#### Source passage

────

Closed peterwwillis closed 3 years ago

peterwwillis commented 3 years ago

I apologize in advance for the length of this suggestion! I haven't fully looked into your tool yet, but your project structure looked similar to one I use, so I thought I'd share it here.

Summary

This is a suggestion about project structure. Based on my experience, it seems like a good balance of how to structure virtually any infrastructure-as-code in a VCS.

This model allows me to manage anything from one specific set of infrastructure, to a large mono-repo of many products, regions and cloud providers. I'm sure it's not perfect though, so I'm curious to hear where it can be improved!

Motivation

I spent a lot of time working and re-working on project structure over many different IaC projects, and so far this makes the most sense for everything I have worked on. It's not perfect, but I think the principles behind it make it intuitive and help it resist unnecessary complexity.

Some of the problems I faced while developing this structure:

Guide-level explanation

There are three major directory hierarchies, each with its own philosophy of how they are to be used.

$ tree
.
├── env
├── apps
└── libs

3 directories, 0 files

env/

When you run any program, it's running in an environment. It may be your IBM Laptop running Windows 10 on your home network in Northern Virginia, or a Debian virtual server running on an ARM chipset on AWS in China. The same program may run in both places, but how it runs will change based on its environment.

The env/ directory is the "environment" directory, or configuration directory. This is where environment-specific configuration lives - which is to say, any configuration that ever changes between any environment.

In this directory we name a new directory after our environment. This name can be incredibly generic, such as "aws". Or it can include more information, like the account name, and the product family name. But it shouldn't get too specific, because of the next bit of this hierarchy. So, we'll give this first directory a name with where the infrastructure is hosted, the product family name, and an indicator about which general environment this is:

.
├── env
│   └── aws-acmecorp-nonprod
├── apps
└── libs

4 directories, 0 files

Now, this might be enough for a lot of people. But if you think you might end up getting more specific with your configuration, you can deepen the hierarchy. The longer your infrastructure sticks around (and grows), the more likely this will be.

Let's say you want to deploy the same basic infrastructure to two regions: us-east-1 and eu-west-1. Sounds simple enough, let's just make two new directories! But at a certain point you realize that not all AWS resources are region-specific. Some are global (like IAM, or Route53). If I put that infrastructure configuration in one region's directory, I always have to deploy that region just to get the global changes I wanted. So to make it easier to only deploy the global changes, we make a third directory.

$ tree
.

────

#### Actions to take
1. Answer these questions using the project structure suggestion:
(a) What are the three major directory hierarchies?
(b) What two regions are given for deploying the same basic infrastructure?
(c) Which AWS resources are named as global?
2. In the project structure suggestion, rename "configuration" to "settings" in the part that begins at the words "4 directories, 0" and stops after "this will be.". Write out that part with the change.

#### Source data
────

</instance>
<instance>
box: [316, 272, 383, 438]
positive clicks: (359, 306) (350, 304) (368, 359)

────

#### Completed exercise
1.
(a) env, apps and libs
(b) us-east-1 and eu-west-1
(c) IAM and Route53

2.
4 directories, 0 files

Now, this might be enough for a lot of people. But if you think you might end up getting more specific with your settings, you can deepen the hierarchy. The longer your infrastructure sticks around (and grows), the more likely this will be.